**Elenco attività**
1. Quanti anni ha la paziente dell'articolo sull'intervento chirurgico ad Arezzo?
2. Nell'articolo sull'intervento chirurgico ad Arezzo, sostituisci "la famiglia" con "i familiari" e riscrivi il passo che si apre con le parole "Cionostante, utilizzando un" e si chiude con "rettale e vaginale.".

**Testo estratto**
-*-*-

Arezzo, 12 ottobre 2013 - Eccezionale intervento chirurgico al San Donato senza trasfusione di sangue su una paziente (testimone di Geova) con un grave tumore. A Milano avevano detto no.  Operazione eseguita a “cielo aperto”. Intanto crescono i chirurghi generali che usano il robot: adesso sono sei.

 Per rispettare i precetti del suo credo, avrebbe preferito morire piuttosto che tornare sotto i ferri in un istituto di primaria fama mondiale a Milano. Ma essendo lei, una donna di 54 anni, testimone di Geova aveva rifiutato l’autorizzazione ai chirurghi di eseguire durante l’intervento una trasfusione di sangue. D'altronde, a causa del peggioramento delle gravi condizioni in cui si trovava anche dopo due interventi chirurgici già eseguiti sempre in questo grande centro milanese, solo la chirurgia poteva darle qualche speranza.

Cionostante, utilizzando un suo diritto, la donna, in pieno accordo con la famiglia, ha detto “no” alla trasfusione e di conseguenza all’intervento proposto dall’istituto milanese. Una condizione apparentemente senza via d’uscita, che avrebbe condotto rapidamente ad un ulteriore peggioramento delle sue condizioni e a morte certa. La diagnosi era di “seconda recidiva anastomotica da eteroplasia del retto”. In altri termini, un tumore che interessava in modo aggressivo e invasivo la zona rettale e vaginale.

Ma la sua comunità, ricordando la proficua collaborazione con la Azienda sanitaria aretina che negli anni ha adottato buone pratiche e protocolli di cura rispettosi delle loro esigenze di culto, ha proposto a questa donna prima di prendere decisioni definitive e con esito nefasto, di rivolgersi alla nostra chirurgia.

Così ha fatto, e il suo caso è finito sul tavolo del capo dipartimento della chirurgia generale Andrea Rinnovati.

Con l’obbligo etico e morale di rispettare appieno i desiderata della paziente, ha compiuto una attenta valutazione, per poter responsabilmente dare una risposta adeguata a questa importante criticità. Alla fine la decisione è stata presa in senso positivo. “Ho valutato, assieme i miei collaboratori che procedendo chirurgicamente con tecniche particolarmente attente e conservative, con una chiusura ad hoc di ogni vaso, l’intervento si poteva fare.”

E così è stato.

-*-*-

**Dati forniti**
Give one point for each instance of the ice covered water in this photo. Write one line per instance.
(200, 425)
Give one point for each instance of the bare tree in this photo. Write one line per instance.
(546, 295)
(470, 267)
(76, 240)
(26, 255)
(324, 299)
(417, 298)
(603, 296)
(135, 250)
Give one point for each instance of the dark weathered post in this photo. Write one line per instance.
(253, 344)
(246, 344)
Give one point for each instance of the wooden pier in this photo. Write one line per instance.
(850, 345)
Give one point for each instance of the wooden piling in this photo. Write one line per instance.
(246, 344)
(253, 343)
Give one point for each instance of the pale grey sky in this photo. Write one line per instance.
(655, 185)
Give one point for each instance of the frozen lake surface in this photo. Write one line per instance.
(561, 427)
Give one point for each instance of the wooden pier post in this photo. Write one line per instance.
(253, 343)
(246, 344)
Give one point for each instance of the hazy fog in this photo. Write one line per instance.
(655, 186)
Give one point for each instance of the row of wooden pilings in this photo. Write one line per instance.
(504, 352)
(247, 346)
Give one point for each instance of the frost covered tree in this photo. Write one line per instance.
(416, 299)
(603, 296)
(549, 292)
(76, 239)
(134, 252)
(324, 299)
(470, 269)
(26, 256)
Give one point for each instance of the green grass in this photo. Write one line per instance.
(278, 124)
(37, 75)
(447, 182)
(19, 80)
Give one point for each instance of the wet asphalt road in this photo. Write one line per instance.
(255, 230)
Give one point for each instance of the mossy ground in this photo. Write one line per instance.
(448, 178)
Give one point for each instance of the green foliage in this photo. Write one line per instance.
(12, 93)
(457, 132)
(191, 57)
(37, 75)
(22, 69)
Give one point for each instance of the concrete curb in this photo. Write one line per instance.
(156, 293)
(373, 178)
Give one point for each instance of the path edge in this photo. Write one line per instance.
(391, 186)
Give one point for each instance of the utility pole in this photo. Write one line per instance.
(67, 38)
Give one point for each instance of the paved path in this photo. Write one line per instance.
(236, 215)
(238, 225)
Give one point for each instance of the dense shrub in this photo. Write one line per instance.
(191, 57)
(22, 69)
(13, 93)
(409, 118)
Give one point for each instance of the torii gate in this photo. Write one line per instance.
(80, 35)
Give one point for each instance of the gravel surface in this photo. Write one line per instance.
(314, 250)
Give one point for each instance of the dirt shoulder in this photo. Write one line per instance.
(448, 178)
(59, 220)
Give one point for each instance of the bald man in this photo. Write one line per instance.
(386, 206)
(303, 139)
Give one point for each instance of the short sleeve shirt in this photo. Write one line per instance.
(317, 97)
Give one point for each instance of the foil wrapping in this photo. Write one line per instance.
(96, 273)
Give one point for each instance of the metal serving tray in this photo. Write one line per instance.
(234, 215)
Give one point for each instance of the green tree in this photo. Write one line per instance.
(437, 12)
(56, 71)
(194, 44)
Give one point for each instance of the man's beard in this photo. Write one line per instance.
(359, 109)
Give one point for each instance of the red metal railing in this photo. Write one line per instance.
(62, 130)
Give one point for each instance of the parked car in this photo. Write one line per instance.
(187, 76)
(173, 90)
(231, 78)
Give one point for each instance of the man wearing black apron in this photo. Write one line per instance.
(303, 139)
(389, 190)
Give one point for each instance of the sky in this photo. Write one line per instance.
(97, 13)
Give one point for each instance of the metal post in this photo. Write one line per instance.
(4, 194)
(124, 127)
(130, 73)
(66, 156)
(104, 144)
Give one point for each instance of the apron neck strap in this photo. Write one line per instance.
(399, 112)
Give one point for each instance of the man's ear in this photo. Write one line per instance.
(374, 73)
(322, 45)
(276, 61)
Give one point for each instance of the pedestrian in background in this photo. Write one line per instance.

-*-*-

**Risposte per numero**
1. 54 anni.

2.
Cionostante, utilizzando un suo diritto, la donna, in pieno accordo con i familiari, ha detto “no” alla trasfusione e di conseguenza all’intervento proposto dall’istituto milanese. Una condizione apparentemente senza via d’uscita, che avrebbe condotto rapidamente ad un ulteriore peggioramento delle sue condizioni e a morte certa. La diagnosi era di “seconda recidiva anastomotica da eteroplasia del retto”. In altri termini, un tumore che interessava in modo aggressivo e invasivo la zona rettale e vaginale.